Brief: Each line of the data must be copied exactly.

[[ Material for this task, beginning ]]

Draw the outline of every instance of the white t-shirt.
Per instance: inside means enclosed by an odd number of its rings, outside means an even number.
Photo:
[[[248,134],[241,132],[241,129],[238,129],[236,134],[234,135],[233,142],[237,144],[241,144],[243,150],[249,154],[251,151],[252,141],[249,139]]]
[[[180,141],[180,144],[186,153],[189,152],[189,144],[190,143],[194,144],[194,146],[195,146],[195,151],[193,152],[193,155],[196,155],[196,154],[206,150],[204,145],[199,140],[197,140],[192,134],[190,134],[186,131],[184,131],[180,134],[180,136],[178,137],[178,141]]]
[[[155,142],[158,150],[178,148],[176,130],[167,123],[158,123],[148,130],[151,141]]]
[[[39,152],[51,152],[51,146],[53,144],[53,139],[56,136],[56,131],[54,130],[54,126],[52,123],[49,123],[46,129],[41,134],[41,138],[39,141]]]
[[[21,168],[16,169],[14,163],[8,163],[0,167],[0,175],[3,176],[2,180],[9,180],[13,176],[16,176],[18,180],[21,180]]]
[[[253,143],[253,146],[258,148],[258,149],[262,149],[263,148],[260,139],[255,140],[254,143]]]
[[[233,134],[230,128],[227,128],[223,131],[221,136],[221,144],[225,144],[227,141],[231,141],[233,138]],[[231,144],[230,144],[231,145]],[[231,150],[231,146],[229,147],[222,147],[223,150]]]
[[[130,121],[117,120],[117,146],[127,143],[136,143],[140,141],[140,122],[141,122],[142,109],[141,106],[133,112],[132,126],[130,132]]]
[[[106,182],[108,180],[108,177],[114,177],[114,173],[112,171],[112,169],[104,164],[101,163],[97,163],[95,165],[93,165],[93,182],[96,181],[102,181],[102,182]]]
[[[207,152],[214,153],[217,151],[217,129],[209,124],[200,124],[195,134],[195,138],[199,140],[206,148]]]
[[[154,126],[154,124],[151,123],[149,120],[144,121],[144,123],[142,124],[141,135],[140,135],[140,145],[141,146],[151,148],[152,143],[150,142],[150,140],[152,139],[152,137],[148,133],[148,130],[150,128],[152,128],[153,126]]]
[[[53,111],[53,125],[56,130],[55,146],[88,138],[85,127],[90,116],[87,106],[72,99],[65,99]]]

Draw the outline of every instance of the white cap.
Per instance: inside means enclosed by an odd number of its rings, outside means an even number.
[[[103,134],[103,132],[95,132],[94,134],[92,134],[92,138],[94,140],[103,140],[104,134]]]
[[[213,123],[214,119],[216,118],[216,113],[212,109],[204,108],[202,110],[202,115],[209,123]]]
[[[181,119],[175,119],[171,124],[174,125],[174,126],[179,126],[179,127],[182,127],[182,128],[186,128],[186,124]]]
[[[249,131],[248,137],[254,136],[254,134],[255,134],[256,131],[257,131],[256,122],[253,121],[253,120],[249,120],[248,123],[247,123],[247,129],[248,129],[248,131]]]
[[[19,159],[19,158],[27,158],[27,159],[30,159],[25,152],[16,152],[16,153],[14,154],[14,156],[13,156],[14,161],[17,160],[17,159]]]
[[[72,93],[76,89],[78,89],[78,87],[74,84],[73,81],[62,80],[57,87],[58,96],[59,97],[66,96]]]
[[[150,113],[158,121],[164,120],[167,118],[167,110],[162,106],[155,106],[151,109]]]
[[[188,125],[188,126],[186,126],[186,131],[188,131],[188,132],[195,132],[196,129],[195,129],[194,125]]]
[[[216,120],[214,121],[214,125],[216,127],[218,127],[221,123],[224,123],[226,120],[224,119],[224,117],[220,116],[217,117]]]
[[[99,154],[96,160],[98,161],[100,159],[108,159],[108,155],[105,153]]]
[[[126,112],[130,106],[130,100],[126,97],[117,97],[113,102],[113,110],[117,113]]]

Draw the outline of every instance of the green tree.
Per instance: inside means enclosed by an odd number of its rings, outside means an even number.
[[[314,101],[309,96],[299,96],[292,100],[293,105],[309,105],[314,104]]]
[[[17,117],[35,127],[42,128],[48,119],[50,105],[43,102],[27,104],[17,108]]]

[[ Material for this task, end ]]

Your response:
Draw the outline of every instance of the white t-shirt.
Per instance: inside means enclosed by an odd number of its rings, outside means an even number.
Photo:
[[[248,134],[241,132],[241,129],[238,129],[236,134],[234,135],[233,142],[237,144],[241,144],[243,150],[249,154],[251,151],[252,141],[249,139]]]
[[[180,141],[180,144],[186,153],[189,152],[189,144],[190,143],[194,144],[194,146],[195,146],[195,151],[193,152],[193,155],[196,155],[196,154],[206,150],[204,145],[199,140],[197,140],[192,134],[190,134],[186,131],[184,131],[180,134],[180,136],[178,137],[178,141]]]
[[[155,142],[158,150],[178,148],[176,130],[167,123],[158,123],[148,130],[151,141]]]
[[[39,152],[51,152],[51,146],[53,144],[53,139],[56,136],[56,131],[54,130],[54,126],[52,123],[49,123],[46,129],[41,134],[41,138],[39,141]]]
[[[21,168],[16,169],[14,163],[8,163],[0,167],[0,175],[3,176],[2,180],[9,180],[13,176],[16,176],[18,180],[21,180]]]
[[[253,143],[253,146],[258,148],[258,149],[262,149],[263,148],[260,139],[255,140],[254,143]]]
[[[233,134],[230,128],[227,128],[223,131],[221,136],[221,144],[225,144],[227,141],[231,141],[233,138]],[[231,144],[230,144],[231,145]],[[231,150],[231,146],[229,147],[222,147],[223,150]]]
[[[130,121],[117,120],[117,146],[127,143],[136,143],[140,141],[140,122],[141,122],[142,109],[141,106],[133,112],[132,126],[130,132]]]
[[[106,182],[108,180],[108,177],[114,177],[114,173],[112,171],[112,169],[104,164],[101,163],[97,163],[95,165],[93,165],[93,182],[96,181],[102,181],[102,182]]]
[[[207,152],[214,153],[217,151],[217,129],[209,124],[200,124],[195,134],[195,138],[199,140],[206,148]]]
[[[154,126],[154,124],[151,123],[149,120],[144,121],[144,123],[142,124],[141,135],[140,135],[140,145],[141,146],[151,148],[152,143],[150,142],[150,140],[152,139],[152,137],[148,133],[148,130],[150,128],[152,128],[153,126]]]
[[[53,111],[53,125],[56,130],[55,146],[88,138],[85,127],[90,116],[87,106],[72,99],[65,99]]]

Draw the outline of every instance of the white cap.
Per instance: inside means enclosed by an odd number of its rings, outside means an even number.
[[[103,134],[103,132],[95,132],[94,134],[92,134],[92,138],[94,140],[103,140],[104,134]]]
[[[213,123],[214,119],[216,118],[216,113],[212,109],[204,108],[202,110],[202,115],[209,123]]]
[[[181,119],[175,119],[171,124],[174,125],[174,126],[179,126],[179,127],[182,127],[182,128],[186,128],[186,124]]]
[[[249,131],[248,137],[254,136],[254,134],[255,134],[256,131],[257,131],[256,122],[253,121],[253,120],[249,120],[248,123],[247,123],[247,129],[248,129],[248,131]]]
[[[19,159],[19,158],[27,158],[27,159],[30,159],[25,152],[16,152],[16,153],[14,154],[14,156],[13,156],[14,161],[17,160],[17,159]]]
[[[72,93],[76,89],[78,89],[78,87],[74,84],[73,81],[62,80],[57,87],[58,96],[59,97],[66,96]]]
[[[150,113],[158,121],[164,120],[167,118],[167,110],[162,106],[155,106],[151,109]]]
[[[188,125],[188,126],[186,126],[186,131],[188,131],[188,132],[195,132],[196,129],[195,129],[194,125]]]
[[[216,120],[214,121],[214,125],[216,127],[218,127],[221,123],[224,123],[226,120],[224,119],[224,117],[220,116],[217,117]]]
[[[99,154],[96,160],[98,161],[100,159],[108,159],[108,155],[105,153]]]
[[[126,112],[130,106],[130,100],[126,97],[117,97],[113,102],[113,110],[117,113]]]

Draw the outline of every instance of the green tree.
Per instance: inside means enclosed by an odd number of its rings, outside means an even number.
[[[314,101],[309,96],[299,96],[292,100],[293,105],[309,105],[314,104]]]
[[[17,117],[35,127],[42,128],[48,119],[50,105],[43,102],[27,104],[17,108]]]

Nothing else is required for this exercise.